> [What this task involves]: Which lines in the records below contain the word "handle"? Report each of those lines in full, unchanged.

> [Dataset]:
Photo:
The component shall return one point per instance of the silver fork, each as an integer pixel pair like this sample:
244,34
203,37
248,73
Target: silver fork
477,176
---
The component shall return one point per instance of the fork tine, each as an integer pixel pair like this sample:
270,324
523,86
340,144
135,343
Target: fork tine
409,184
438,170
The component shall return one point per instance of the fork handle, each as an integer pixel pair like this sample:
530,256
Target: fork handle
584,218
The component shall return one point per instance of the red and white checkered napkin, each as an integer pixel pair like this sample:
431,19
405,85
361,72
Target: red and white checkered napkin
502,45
...
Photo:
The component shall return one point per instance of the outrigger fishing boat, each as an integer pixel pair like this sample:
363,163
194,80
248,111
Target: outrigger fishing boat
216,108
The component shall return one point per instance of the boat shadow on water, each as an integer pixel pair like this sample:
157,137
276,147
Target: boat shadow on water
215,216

> [Result of this exercise]:
The component shall return one point per instance of the fork handle, each as an integer pixel pair like this sample:
Target: fork handle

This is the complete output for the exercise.